[TASK DETAILS]
Set out every line of the records below as a numbered list, skipping blank lines. Don't include any pictures in the answer.

[SUPPLIED DATA]
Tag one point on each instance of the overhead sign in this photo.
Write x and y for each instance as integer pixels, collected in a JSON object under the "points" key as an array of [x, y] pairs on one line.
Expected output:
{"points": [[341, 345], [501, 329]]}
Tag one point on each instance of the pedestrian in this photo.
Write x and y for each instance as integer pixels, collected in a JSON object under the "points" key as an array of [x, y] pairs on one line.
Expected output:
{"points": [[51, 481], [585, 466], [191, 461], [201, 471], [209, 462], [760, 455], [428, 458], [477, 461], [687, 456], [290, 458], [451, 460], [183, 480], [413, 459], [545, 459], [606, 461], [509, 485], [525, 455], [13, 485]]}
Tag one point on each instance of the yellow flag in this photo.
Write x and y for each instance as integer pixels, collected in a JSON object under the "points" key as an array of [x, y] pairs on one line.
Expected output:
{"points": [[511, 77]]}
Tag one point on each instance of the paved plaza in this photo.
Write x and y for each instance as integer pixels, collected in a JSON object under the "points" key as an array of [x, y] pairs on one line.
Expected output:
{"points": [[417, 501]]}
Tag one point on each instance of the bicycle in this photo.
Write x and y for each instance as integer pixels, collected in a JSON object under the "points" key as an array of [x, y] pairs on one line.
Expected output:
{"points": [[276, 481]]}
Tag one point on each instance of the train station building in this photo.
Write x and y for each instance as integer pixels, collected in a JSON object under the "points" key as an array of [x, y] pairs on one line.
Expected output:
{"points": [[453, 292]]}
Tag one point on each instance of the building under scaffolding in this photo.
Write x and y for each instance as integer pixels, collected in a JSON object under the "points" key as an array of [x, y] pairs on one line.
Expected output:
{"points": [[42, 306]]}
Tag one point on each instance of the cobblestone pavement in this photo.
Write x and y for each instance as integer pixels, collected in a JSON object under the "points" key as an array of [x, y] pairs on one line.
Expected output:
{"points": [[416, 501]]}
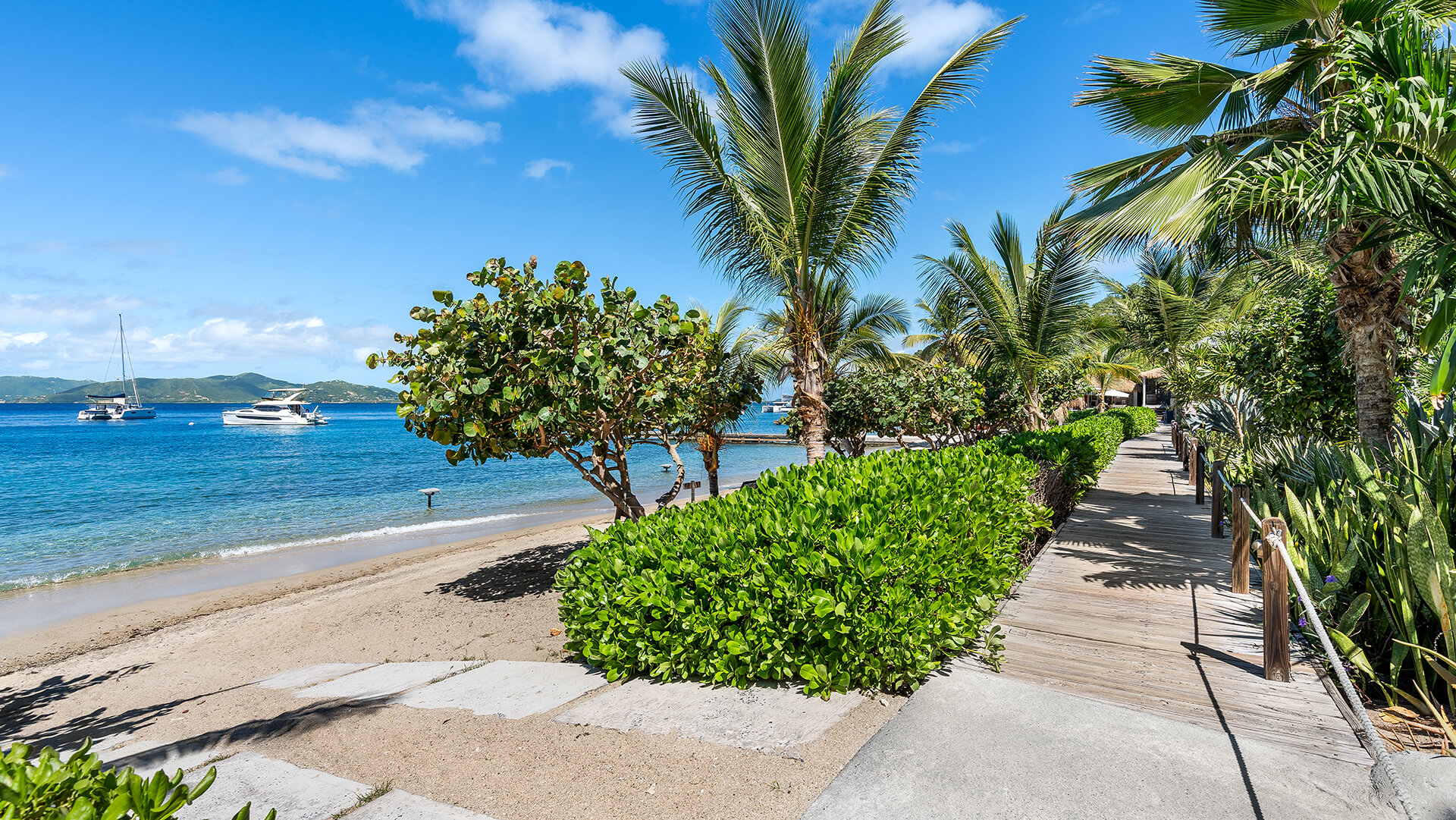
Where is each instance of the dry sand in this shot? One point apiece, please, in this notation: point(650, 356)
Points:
point(178, 671)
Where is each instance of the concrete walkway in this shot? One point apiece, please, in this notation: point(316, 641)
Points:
point(1131, 688)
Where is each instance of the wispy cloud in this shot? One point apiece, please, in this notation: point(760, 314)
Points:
point(542, 46)
point(228, 177)
point(539, 168)
point(378, 133)
point(1092, 12)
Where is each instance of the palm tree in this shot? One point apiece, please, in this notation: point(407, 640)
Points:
point(944, 331)
point(1178, 300)
point(1183, 191)
point(795, 185)
point(1022, 315)
point(739, 364)
point(852, 329)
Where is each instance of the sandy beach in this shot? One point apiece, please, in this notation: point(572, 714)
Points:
point(178, 669)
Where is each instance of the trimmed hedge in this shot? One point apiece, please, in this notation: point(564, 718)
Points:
point(852, 573)
point(1104, 433)
point(1136, 421)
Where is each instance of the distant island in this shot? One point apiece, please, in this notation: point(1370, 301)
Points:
point(210, 389)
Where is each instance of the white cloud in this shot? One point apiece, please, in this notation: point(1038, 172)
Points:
point(228, 177)
point(9, 341)
point(378, 133)
point(542, 46)
point(539, 168)
point(937, 28)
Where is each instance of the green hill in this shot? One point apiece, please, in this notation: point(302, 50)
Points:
point(15, 388)
point(210, 389)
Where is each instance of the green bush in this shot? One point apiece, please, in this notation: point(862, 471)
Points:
point(77, 788)
point(1071, 451)
point(1103, 432)
point(852, 573)
point(1136, 421)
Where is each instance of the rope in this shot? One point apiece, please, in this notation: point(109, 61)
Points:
point(1366, 727)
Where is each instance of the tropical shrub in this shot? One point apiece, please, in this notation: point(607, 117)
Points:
point(851, 573)
point(1136, 421)
point(47, 787)
point(1104, 433)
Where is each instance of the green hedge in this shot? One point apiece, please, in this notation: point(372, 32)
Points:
point(852, 573)
point(1136, 421)
point(1104, 433)
point(1068, 449)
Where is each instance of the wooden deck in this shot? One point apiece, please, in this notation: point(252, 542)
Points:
point(1131, 605)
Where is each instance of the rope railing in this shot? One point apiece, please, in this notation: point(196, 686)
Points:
point(1276, 592)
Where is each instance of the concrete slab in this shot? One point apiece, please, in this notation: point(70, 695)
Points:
point(310, 674)
point(297, 794)
point(977, 745)
point(403, 806)
point(383, 680)
point(764, 718)
point(509, 690)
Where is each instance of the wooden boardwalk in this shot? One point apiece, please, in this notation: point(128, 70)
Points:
point(1131, 605)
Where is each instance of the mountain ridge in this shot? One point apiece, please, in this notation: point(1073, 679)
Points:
point(206, 389)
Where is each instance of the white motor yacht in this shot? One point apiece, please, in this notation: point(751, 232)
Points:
point(278, 408)
point(780, 407)
point(120, 407)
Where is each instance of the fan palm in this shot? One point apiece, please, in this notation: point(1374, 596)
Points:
point(1025, 315)
point(1181, 191)
point(795, 187)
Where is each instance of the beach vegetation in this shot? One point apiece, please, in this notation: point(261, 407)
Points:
point(940, 404)
point(1022, 313)
point(551, 369)
point(849, 573)
point(734, 370)
point(39, 784)
point(797, 180)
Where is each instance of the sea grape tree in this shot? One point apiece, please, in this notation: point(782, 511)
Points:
point(549, 369)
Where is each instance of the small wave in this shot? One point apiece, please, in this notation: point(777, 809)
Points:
point(30, 582)
point(381, 532)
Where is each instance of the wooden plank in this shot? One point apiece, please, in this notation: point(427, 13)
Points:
point(1133, 605)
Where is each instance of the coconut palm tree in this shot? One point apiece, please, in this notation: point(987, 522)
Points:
point(797, 181)
point(852, 329)
point(1025, 315)
point(943, 331)
point(739, 366)
point(1216, 123)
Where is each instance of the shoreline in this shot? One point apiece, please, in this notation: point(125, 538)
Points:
point(47, 641)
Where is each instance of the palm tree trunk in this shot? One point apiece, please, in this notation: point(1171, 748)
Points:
point(1370, 309)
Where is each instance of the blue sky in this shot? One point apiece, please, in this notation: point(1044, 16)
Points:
point(271, 185)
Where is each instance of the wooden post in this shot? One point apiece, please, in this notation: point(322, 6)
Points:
point(1216, 530)
point(1241, 539)
point(1276, 603)
point(1200, 473)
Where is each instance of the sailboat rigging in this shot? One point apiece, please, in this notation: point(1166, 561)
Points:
point(120, 407)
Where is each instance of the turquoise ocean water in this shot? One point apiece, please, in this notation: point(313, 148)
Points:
point(83, 498)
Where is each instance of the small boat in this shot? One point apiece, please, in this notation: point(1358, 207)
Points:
point(118, 407)
point(278, 408)
point(780, 407)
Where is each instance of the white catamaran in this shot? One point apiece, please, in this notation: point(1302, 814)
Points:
point(281, 407)
point(120, 407)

[RIGHT ANSWER]
1. Tag one point on each instance of the overhead sign in this photo.
2. Write x and y for each instance as integer pixels, collected in a JSON object under the "points" key as an array of [x, y] pairs on one line.
3. Expected output:
4. {"points": [[341, 345], [501, 329]]}
5. Tag one point on each instance of the pedestrian in this photo.
6. Write x and y for each instance as integer pixels, collected in a JSON object under the "points" key as an array of [x, y] pairs on one line.
7. Expected output:
8. {"points": [[51, 481], [585, 466], [191, 461], [201, 471], [209, 462], [760, 455], [428, 458], [477, 461], [687, 456], [290, 458], [451, 460], [183, 480], [413, 459], [545, 459], [606, 461], [509, 485], [525, 455], [13, 485]]}
9. Tag one point on each instance of the yellow flag in this photo.
10. Write x and y for each instance as integer pixels, collected in a JSON object under the "points" key as an array of [x, y] pairs on one line.
11. Expected output:
12. {"points": [[511, 77]]}
13. Tag one point on each instance of the paved plaza in this photo.
14. Write x and y for each instance as integer pixels, collected in a JSON object under the "points" key as an array of [x, y] pairs on one line.
15. Expected output:
16. {"points": [[417, 501]]}
17. Tag one point on each instance of the bicycle in this photo.
18. Write x and y for each instance as integer pixels, collected in a JSON object under the "points" key as an array of [x, y] pairs on one line.
19. Expected output:
20. {"points": [[276, 481]]}
21. Tag one point on each instance of the train station building in this photo.
22. Write x and y for each instance as integer pixels, collected in a JSON object under the "points" key as an array of [x, y] pairs on one line.
23. Expected output:
24. {"points": [[453, 292]]}
25. Tag one point on each instance of the building under scaffolding in this photo.
26. Write x and y for each instance as integer pixels, collected in a JSON object under the "points" key as an array of [x, y] pairs on one line.
27. Expected output:
28. {"points": [[42, 306]]}
29. Tag one point on each instance of the cobblestone pavement in this photo.
30. Write x and y for each instance as integer pixels, collected in a JSON object under the "points" key as an array of [x, y] pairs on one line.
31. Expected output:
32. {"points": [[416, 501]]}
33. Where is each instance of the dry sand in this shot? One point apiece, please, in this notation: point(650, 356)
34. Points:
35. point(178, 671)
36. Where is each instance of the concrete walkway in this shot? One point apiece, please, in this notation: point(316, 641)
37. Points:
38. point(1131, 688)
39. Where is each instance of the wispy cloud in this shot? One point apiece, please, in this notation: point(760, 314)
40. Points:
41. point(542, 46)
42. point(228, 177)
43. point(539, 168)
44. point(378, 133)
45. point(1092, 12)
46. Where is each instance of the palm tree in this shot? One point apiece, please, in this notation: point(407, 640)
47. Points:
48. point(944, 331)
49. point(1178, 300)
50. point(1183, 191)
51. point(795, 185)
52. point(1022, 315)
53. point(739, 364)
54. point(852, 329)
55. Where is each instance of the sandy beach in this shot? One point apiece, please, in this notation: point(572, 714)
56. Points:
57. point(178, 669)
58. Where is each instance of the trimmed hedge in this shot? One point apiece, please, in this notation: point(564, 718)
59. Points:
60. point(852, 573)
61. point(1104, 433)
62. point(1136, 421)
63. Where is each instance of the distant island in this shot? One point apiece, please, in this notation: point(1370, 301)
64. Points:
65. point(210, 389)
66. Where is each instance of the white cloud in this shot? One point apiece, please, in this notation: point(1038, 172)
67. Points:
68. point(228, 177)
69. point(9, 341)
70. point(378, 133)
71. point(542, 46)
72. point(539, 168)
73. point(937, 28)
74. Where is each instance of the green hill in this shot? One point apiece, please, in this notation: point(302, 50)
75. Points:
76. point(15, 388)
77. point(210, 389)
78. Where is each instance of the green bush in this shot? One point apiece, please, in this notation: point(862, 471)
79. Points:
80. point(77, 788)
81. point(1071, 451)
82. point(1103, 432)
83. point(852, 573)
84. point(1136, 421)
85. Where is each instance of the rope in this shot? One point apiece, please, in this notation: point(109, 61)
86. Points:
87. point(1366, 727)
88. Where is each instance of the tropical shrub in this shot? One point apiece, please, in this notation: point(607, 117)
89. Points:
90. point(851, 573)
91. point(1136, 421)
92. point(47, 787)
93. point(1104, 433)
94. Where is each instance of the green hedge in this shot? One point apiece, please, in this notation: point(372, 32)
95. Points:
96. point(852, 573)
97. point(1136, 421)
98. point(1104, 433)
99. point(1068, 449)
100. Where is each instance of the wooden deck in this shot? One point apiece, please, in this notation: point(252, 542)
101. Points:
102. point(1131, 605)
103. Where is each instance of the rope railing in this shot? One point apiece, please, in this notation: point(196, 686)
104. Points:
105. point(1276, 592)
106. Where is each instance of the concrete slab in this shot? One point apiece, please, in this notation: point(70, 695)
107. Points:
108. point(310, 674)
109. point(297, 794)
110. point(977, 745)
111. point(403, 806)
112. point(383, 680)
113. point(764, 718)
114. point(509, 690)
115. Where is each instance of the wooden boardwalk in this shot? One point apiece, please, in this notation: point(128, 70)
116. Points:
117. point(1131, 605)
118. Where is each instance of the mountain ridge in this shot? One point apiece, please, in this notation: point(1073, 679)
119. Points:
120. point(206, 389)
121. Where is each instance of the white motor yacht in this shot? One point apiece, please, in this notation: point(751, 232)
122. Points:
123. point(278, 408)
124. point(780, 407)
125. point(120, 407)
126. Where is each instance of the fan palm in this shot? One point apiece, please, in this notation: point(1374, 596)
127. Points:
128. point(1025, 315)
129. point(1181, 191)
130. point(795, 187)
131. Where is each instance of the beach vegetation in this shot? One point apiece, please, in this notation: point(261, 407)
132. Points:
133. point(940, 404)
134. point(1022, 313)
135. point(551, 369)
136. point(849, 573)
137. point(734, 370)
138. point(39, 784)
139. point(797, 180)
140. Where is each instance of the sea grape tree in this shot? One point apiece, please, in this notation: point(782, 511)
141. Points:
142. point(549, 369)
143. Where is each instance of the small wave in this shot? One point apiece, please, in this notation: point(777, 809)
144. Points:
145. point(30, 582)
146. point(381, 532)
147. Where is each instance of the wooden plank in this shot? One point apiece, please, in this notation: point(427, 13)
148. Points:
149. point(1133, 605)
150. Where is each instance of the coconut palm tree in this shot? One point apiece, please, in this notation: point(987, 522)
151. Points:
152. point(797, 181)
153. point(852, 329)
154. point(1025, 315)
155. point(943, 331)
156. point(739, 366)
157. point(1216, 123)
158. Where is each instance of the shoreline in this shot? One point apiece, please, in this notation: point(125, 538)
159. Points:
160. point(47, 641)
161. Where is each instance of the palm tree trunk in this shot? One point apiece, please, in this notation: point(1171, 748)
162. Points:
163. point(1370, 309)
164. Where is each instance of the blue sky in this shot? One point apiece, please, in this notation: point(1044, 16)
165. Points:
166. point(271, 185)
167. Where is each instance of the wooden post in this shot? One point apiece, please, in this notation: point(322, 6)
168. Points:
169. point(1216, 530)
170. point(1241, 539)
171. point(1276, 603)
172. point(1200, 473)
173. Where is each instance of the sailboat rigging in this shot? One point apiece, please, in this notation: point(1166, 561)
174. Points:
175. point(120, 407)
176. Where is each instance of the turquoise ocean water in this shot? One point apiece, please, in this notation: point(313, 148)
177. Points:
178. point(83, 498)
179. Where is each instance of the small boat in this shot? One point apiece, please, in this notation: point(1358, 207)
180. Points:
181. point(118, 407)
182. point(278, 408)
183. point(780, 407)
184. Where is each instance of the white catamaran in this shot? One point apiece, please, in this notation: point(1302, 814)
185. Points:
186. point(281, 407)
187. point(120, 407)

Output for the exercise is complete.